◆ INSTRUCTIONS FOR THE TASK
Word for word, restate every record, though not the pictures.

◆ DATASET CONTENT
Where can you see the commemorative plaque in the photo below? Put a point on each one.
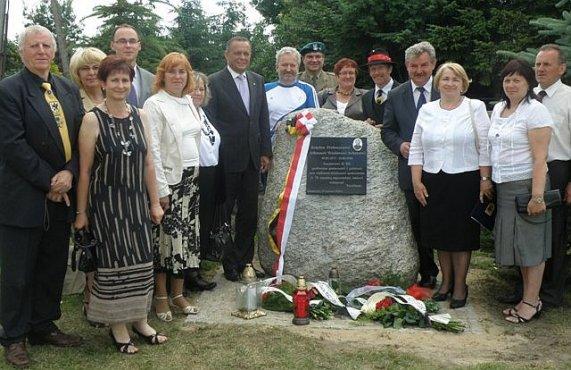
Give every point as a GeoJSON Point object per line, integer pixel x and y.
{"type": "Point", "coordinates": [337, 166]}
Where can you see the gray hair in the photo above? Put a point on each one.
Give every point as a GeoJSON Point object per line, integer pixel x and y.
{"type": "Point", "coordinates": [33, 30]}
{"type": "Point", "coordinates": [288, 50]}
{"type": "Point", "coordinates": [199, 76]}
{"type": "Point", "coordinates": [416, 50]}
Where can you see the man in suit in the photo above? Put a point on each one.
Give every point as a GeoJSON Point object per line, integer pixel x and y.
{"type": "Point", "coordinates": [127, 44]}
{"type": "Point", "coordinates": [239, 110]}
{"type": "Point", "coordinates": [41, 114]}
{"type": "Point", "coordinates": [401, 110]}
{"type": "Point", "coordinates": [550, 66]}
{"type": "Point", "coordinates": [380, 68]}
{"type": "Point", "coordinates": [313, 57]}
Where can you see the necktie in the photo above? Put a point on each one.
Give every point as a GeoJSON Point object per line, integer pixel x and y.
{"type": "Point", "coordinates": [242, 83]}
{"type": "Point", "coordinates": [132, 98]}
{"type": "Point", "coordinates": [421, 98]}
{"type": "Point", "coordinates": [380, 97]}
{"type": "Point", "coordinates": [59, 117]}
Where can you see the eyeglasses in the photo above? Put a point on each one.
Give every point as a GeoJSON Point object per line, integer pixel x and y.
{"type": "Point", "coordinates": [127, 41]}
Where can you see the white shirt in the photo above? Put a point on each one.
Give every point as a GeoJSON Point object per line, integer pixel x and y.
{"type": "Point", "coordinates": [209, 142]}
{"type": "Point", "coordinates": [427, 91]}
{"type": "Point", "coordinates": [443, 140]}
{"type": "Point", "coordinates": [510, 149]}
{"type": "Point", "coordinates": [558, 103]}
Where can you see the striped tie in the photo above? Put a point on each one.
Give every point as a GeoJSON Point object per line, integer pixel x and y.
{"type": "Point", "coordinates": [59, 116]}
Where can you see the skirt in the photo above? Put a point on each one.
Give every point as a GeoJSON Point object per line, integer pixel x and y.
{"type": "Point", "coordinates": [445, 222]}
{"type": "Point", "coordinates": [520, 239]}
{"type": "Point", "coordinates": [176, 242]}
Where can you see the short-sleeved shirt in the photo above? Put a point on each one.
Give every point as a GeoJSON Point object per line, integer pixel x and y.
{"type": "Point", "coordinates": [508, 137]}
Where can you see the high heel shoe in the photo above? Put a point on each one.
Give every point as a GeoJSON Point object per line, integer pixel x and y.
{"type": "Point", "coordinates": [441, 297]}
{"type": "Point", "coordinates": [516, 318]}
{"type": "Point", "coordinates": [187, 310]}
{"type": "Point", "coordinates": [163, 316]}
{"type": "Point", "coordinates": [458, 303]}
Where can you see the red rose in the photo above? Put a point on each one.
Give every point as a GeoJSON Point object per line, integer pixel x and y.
{"type": "Point", "coordinates": [388, 301]}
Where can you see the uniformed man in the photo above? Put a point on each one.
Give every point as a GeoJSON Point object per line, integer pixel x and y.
{"type": "Point", "coordinates": [313, 57]}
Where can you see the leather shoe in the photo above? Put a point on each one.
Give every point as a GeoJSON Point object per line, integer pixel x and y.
{"type": "Point", "coordinates": [427, 281]}
{"type": "Point", "coordinates": [231, 275]}
{"type": "Point", "coordinates": [17, 355]}
{"type": "Point", "coordinates": [55, 338]}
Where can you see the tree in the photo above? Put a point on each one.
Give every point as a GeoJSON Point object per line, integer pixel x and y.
{"type": "Point", "coordinates": [72, 32]}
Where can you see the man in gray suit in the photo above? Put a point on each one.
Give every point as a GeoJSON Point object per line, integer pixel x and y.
{"type": "Point", "coordinates": [126, 44]}
{"type": "Point", "coordinates": [401, 110]}
{"type": "Point", "coordinates": [239, 110]}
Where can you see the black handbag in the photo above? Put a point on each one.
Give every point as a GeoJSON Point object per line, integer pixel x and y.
{"type": "Point", "coordinates": [552, 198]}
{"type": "Point", "coordinates": [220, 238]}
{"type": "Point", "coordinates": [85, 246]}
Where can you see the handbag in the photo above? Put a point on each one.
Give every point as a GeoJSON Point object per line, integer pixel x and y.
{"type": "Point", "coordinates": [552, 198]}
{"type": "Point", "coordinates": [220, 238]}
{"type": "Point", "coordinates": [85, 246]}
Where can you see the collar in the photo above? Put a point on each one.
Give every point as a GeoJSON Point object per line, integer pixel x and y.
{"type": "Point", "coordinates": [234, 73]}
{"type": "Point", "coordinates": [550, 90]}
{"type": "Point", "coordinates": [427, 86]}
{"type": "Point", "coordinates": [388, 87]}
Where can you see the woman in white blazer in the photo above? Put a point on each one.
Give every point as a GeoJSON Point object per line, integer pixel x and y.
{"type": "Point", "coordinates": [175, 125]}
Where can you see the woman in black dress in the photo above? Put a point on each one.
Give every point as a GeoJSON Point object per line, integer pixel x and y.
{"type": "Point", "coordinates": [116, 185]}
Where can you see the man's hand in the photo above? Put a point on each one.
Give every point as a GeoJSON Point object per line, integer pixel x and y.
{"type": "Point", "coordinates": [405, 149]}
{"type": "Point", "coordinates": [61, 182]}
{"type": "Point", "coordinates": [265, 163]}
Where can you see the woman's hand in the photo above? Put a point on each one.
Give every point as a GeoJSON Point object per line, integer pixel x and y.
{"type": "Point", "coordinates": [81, 222]}
{"type": "Point", "coordinates": [165, 203]}
{"type": "Point", "coordinates": [535, 208]}
{"type": "Point", "coordinates": [156, 213]}
{"type": "Point", "coordinates": [420, 193]}
{"type": "Point", "coordinates": [486, 190]}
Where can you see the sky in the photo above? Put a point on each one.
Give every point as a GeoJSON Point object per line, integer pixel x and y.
{"type": "Point", "coordinates": [90, 25]}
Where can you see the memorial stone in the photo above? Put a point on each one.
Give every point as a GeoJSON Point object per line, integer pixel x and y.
{"type": "Point", "coordinates": [364, 234]}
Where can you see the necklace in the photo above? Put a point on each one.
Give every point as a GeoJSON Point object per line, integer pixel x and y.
{"type": "Point", "coordinates": [125, 142]}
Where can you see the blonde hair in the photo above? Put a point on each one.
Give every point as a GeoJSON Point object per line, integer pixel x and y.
{"type": "Point", "coordinates": [457, 69]}
{"type": "Point", "coordinates": [169, 61]}
{"type": "Point", "coordinates": [81, 58]}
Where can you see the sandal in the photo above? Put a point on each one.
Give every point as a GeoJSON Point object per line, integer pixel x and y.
{"type": "Point", "coordinates": [152, 339]}
{"type": "Point", "coordinates": [163, 316]}
{"type": "Point", "coordinates": [516, 318]}
{"type": "Point", "coordinates": [187, 310]}
{"type": "Point", "coordinates": [123, 347]}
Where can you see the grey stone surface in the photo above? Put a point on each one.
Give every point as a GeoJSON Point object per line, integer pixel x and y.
{"type": "Point", "coordinates": [364, 235]}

◆ SOLUTION
Where can you see the commemorative plaque in the photo below? Put a point on each one.
Give every point as a GeoJSON Point object per line, integer pixel x and y.
{"type": "Point", "coordinates": [337, 166]}
Where can you see the gray hair in the photo above? Put a point on each one.
Give every point as a GeoJSON Point object per line, integer pixel x and y.
{"type": "Point", "coordinates": [33, 30]}
{"type": "Point", "coordinates": [288, 50]}
{"type": "Point", "coordinates": [199, 76]}
{"type": "Point", "coordinates": [416, 50]}
Where can you see the man in suit in the photo above? Put a point on each one.
Give every point as a GeoJSON Point object per line, integer pixel x and y.
{"type": "Point", "coordinates": [127, 44]}
{"type": "Point", "coordinates": [239, 110]}
{"type": "Point", "coordinates": [41, 114]}
{"type": "Point", "coordinates": [401, 110]}
{"type": "Point", "coordinates": [550, 66]}
{"type": "Point", "coordinates": [380, 68]}
{"type": "Point", "coordinates": [313, 57]}
Where can you see the necktie in the photo above? Put a point on each one.
Give every point as a GeoJSON Point object per line, integer pixel x and y.
{"type": "Point", "coordinates": [242, 83]}
{"type": "Point", "coordinates": [132, 98]}
{"type": "Point", "coordinates": [421, 98]}
{"type": "Point", "coordinates": [380, 97]}
{"type": "Point", "coordinates": [59, 117]}
Where can you see the eyeglasses in the photo above? Put a point on each one.
Give every point as a GeoJSON Point object per line, integer pixel x and y.
{"type": "Point", "coordinates": [127, 41]}
Where can you see the white shirt in the photo above? Put a point on each one.
Give every point as a GeoJSON Point object per line, integer pixel x and y.
{"type": "Point", "coordinates": [209, 142]}
{"type": "Point", "coordinates": [427, 91]}
{"type": "Point", "coordinates": [443, 140]}
{"type": "Point", "coordinates": [510, 149]}
{"type": "Point", "coordinates": [558, 103]}
Where can you see the striped tie in the photo above? Put a point on each one.
Give every point as a GeoJSON Point object per line, integer pixel x and y.
{"type": "Point", "coordinates": [59, 116]}
Where can you see the skirt in the photo above? Put a point on each one.
Give every point as a GeoJSON Point object per line, integer pixel x and y.
{"type": "Point", "coordinates": [445, 222]}
{"type": "Point", "coordinates": [520, 239]}
{"type": "Point", "coordinates": [176, 242]}
Where can you see the short-sleeved shirt in the photo above? Put a point on each one.
Give every point as a GeoJSON Point object per line, integer pixel x and y.
{"type": "Point", "coordinates": [508, 137]}
Where can you see the high heel shoe in the photo above? Put a point on each one.
Give every point as a GeoJSON Point object per line, integer pixel x and y.
{"type": "Point", "coordinates": [441, 297]}
{"type": "Point", "coordinates": [516, 318]}
{"type": "Point", "coordinates": [187, 310]}
{"type": "Point", "coordinates": [163, 316]}
{"type": "Point", "coordinates": [458, 303]}
Where can you see the red rose in the photo above? Put a point on each one.
Give every point as a GeoJSON Point object per line, integer pixel x and y.
{"type": "Point", "coordinates": [388, 301]}
Where can you see the uniformed man in the photo above? Put a point on each one.
Give every point as a GeoJSON Point object per line, integer pixel x and y.
{"type": "Point", "coordinates": [313, 57]}
Where can you see the leather shoe in the photo above? Put a point on each one.
Give every point as a GeoJSON Point object per line, integer pixel x and y.
{"type": "Point", "coordinates": [427, 281]}
{"type": "Point", "coordinates": [231, 275]}
{"type": "Point", "coordinates": [17, 355]}
{"type": "Point", "coordinates": [55, 338]}
Where can you see the tree in the photo above? Put a point on each one.
Give every point as a GeoJSON Point object per line, integer pixel x and y.
{"type": "Point", "coordinates": [72, 32]}
Where can you see the man in gray suit in the photo above? Put a point on each one.
Give every point as a GeoJSON Point object per line, integer pixel x and y.
{"type": "Point", "coordinates": [126, 44]}
{"type": "Point", "coordinates": [401, 110]}
{"type": "Point", "coordinates": [239, 110]}
Where can you see the black handbag in the photo above? Put a point on each one.
Give every point as a GeoJSON Point object per line, integer pixel x and y.
{"type": "Point", "coordinates": [552, 198]}
{"type": "Point", "coordinates": [220, 238]}
{"type": "Point", "coordinates": [85, 246]}
Where can you see the handbag in the photo above? Put a point on each one.
Give every point as a GeoJSON Point object per line, integer pixel x and y.
{"type": "Point", "coordinates": [552, 198]}
{"type": "Point", "coordinates": [220, 238]}
{"type": "Point", "coordinates": [85, 246]}
Where can you see the collar in the photo above? Put a point on each one.
Give every point as a GeoJSON Point object per line, integer pixel x and y.
{"type": "Point", "coordinates": [234, 73]}
{"type": "Point", "coordinates": [550, 90]}
{"type": "Point", "coordinates": [427, 86]}
{"type": "Point", "coordinates": [388, 87]}
Where can you see the woman in white blazer in the photo above? Put a point on each one.
Give every point as a GeoJSON Point object per line, integer pixel x and y.
{"type": "Point", "coordinates": [175, 125]}
Where can you see the woman in black dress in the photo above? Put a point on each one.
Give every point as a GeoJSON Point object per line, integer pixel x and y.
{"type": "Point", "coordinates": [116, 185]}
Where can you see the man's hand in the photo above? Put a point on each one.
Give every point as a GeoJSON Point object per line, integer pixel x and y.
{"type": "Point", "coordinates": [405, 149]}
{"type": "Point", "coordinates": [61, 182]}
{"type": "Point", "coordinates": [265, 163]}
Where can you see the woman's hand in the photo above? Put a point on each one.
Give every point as a GeoJSON Point object per line, integer pixel x and y.
{"type": "Point", "coordinates": [81, 222]}
{"type": "Point", "coordinates": [165, 203]}
{"type": "Point", "coordinates": [535, 208]}
{"type": "Point", "coordinates": [156, 213]}
{"type": "Point", "coordinates": [420, 193]}
{"type": "Point", "coordinates": [486, 190]}
Where can you see the sky in the photo above? Put a point on each one.
Give every point as a GeoJSON Point object per line, integer pixel x and y.
{"type": "Point", "coordinates": [90, 25]}
Where can you see the memorial stone in the photo above? Put a point on each one.
Give every point as a GeoJSON Point object per line, integer pixel x and y.
{"type": "Point", "coordinates": [364, 234]}
Where can you see the necklace in the photo above? Put a point on each one.
Give every point as a GeoJSON Point object per line, integer pixel x and y.
{"type": "Point", "coordinates": [125, 142]}
Where can you see the blonde hair in the photo above? Put a point on each one.
Give every point as a GeoJSON Point object per line, integer pixel x and y.
{"type": "Point", "coordinates": [457, 69]}
{"type": "Point", "coordinates": [169, 61]}
{"type": "Point", "coordinates": [81, 58]}
Where can you see the sandal in the photo above? Put a point on each one.
Give every point as a GeoJSON Point object per line, integer pixel x and y.
{"type": "Point", "coordinates": [152, 339]}
{"type": "Point", "coordinates": [163, 316]}
{"type": "Point", "coordinates": [516, 318]}
{"type": "Point", "coordinates": [187, 310]}
{"type": "Point", "coordinates": [123, 347]}
Where can you see the grey stone surface in the photo above? Put a point on each one.
Give every point as a GeoJSON Point object per line, integer pixel x and y.
{"type": "Point", "coordinates": [364, 235]}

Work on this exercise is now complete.